**The exercise:**
Please count the lines in the listing below that contain the string "brown", matching case, and give only that number.

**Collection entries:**
########
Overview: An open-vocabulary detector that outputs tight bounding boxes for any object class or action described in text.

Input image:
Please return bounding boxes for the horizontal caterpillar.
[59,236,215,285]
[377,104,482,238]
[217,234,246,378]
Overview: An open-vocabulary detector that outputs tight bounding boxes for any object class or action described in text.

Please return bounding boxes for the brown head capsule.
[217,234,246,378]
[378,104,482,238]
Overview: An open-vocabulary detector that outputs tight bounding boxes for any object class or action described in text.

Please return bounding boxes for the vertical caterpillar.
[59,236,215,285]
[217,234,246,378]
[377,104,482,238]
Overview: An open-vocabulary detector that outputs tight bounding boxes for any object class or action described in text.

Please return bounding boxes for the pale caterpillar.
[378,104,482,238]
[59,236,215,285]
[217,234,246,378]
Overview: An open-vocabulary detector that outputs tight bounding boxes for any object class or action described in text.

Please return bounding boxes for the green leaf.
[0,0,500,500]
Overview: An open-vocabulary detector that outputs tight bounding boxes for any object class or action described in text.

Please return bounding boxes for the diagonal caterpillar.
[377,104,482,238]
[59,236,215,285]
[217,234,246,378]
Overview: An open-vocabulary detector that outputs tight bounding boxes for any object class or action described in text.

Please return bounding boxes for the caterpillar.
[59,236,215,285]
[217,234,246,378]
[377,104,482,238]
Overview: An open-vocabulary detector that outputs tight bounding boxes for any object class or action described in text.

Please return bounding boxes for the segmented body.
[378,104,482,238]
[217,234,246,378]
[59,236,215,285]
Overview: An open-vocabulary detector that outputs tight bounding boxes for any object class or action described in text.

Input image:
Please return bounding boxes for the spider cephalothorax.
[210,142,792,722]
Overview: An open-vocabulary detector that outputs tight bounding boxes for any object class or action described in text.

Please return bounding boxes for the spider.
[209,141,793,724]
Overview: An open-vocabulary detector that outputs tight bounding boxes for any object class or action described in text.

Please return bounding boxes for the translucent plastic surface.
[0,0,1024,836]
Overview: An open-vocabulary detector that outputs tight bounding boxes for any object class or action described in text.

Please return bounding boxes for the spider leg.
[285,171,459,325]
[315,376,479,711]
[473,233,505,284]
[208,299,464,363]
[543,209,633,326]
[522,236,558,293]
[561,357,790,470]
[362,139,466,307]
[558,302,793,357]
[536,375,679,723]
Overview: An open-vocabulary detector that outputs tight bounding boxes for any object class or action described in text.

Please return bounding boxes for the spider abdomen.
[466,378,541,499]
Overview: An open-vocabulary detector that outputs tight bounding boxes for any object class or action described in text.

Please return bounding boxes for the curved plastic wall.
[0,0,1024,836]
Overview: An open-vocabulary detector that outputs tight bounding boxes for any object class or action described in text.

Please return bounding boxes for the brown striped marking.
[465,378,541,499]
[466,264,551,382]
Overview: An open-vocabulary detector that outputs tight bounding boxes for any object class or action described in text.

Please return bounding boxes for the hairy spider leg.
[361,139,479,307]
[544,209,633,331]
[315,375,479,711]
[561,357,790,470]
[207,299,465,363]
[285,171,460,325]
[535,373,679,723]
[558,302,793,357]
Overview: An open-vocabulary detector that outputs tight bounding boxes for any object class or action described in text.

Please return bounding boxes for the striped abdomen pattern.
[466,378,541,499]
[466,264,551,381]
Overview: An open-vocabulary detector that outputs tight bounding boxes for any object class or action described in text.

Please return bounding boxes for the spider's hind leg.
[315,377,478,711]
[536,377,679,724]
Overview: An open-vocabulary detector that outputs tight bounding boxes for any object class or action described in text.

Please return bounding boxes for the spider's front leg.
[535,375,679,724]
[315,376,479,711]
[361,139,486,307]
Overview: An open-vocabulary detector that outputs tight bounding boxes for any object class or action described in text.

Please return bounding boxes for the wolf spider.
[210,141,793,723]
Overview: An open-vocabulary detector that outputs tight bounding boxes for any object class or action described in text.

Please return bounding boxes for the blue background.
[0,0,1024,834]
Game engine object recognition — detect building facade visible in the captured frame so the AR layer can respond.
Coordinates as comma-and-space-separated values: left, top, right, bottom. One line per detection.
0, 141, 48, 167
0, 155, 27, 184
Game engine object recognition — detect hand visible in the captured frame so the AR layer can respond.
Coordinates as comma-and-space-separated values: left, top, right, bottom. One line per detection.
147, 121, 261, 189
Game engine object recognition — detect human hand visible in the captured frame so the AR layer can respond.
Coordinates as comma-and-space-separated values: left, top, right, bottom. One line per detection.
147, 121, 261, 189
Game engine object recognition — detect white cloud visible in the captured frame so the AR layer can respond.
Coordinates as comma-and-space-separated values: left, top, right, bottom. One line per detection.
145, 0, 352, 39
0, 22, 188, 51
########
**Answer for this exercise:**
2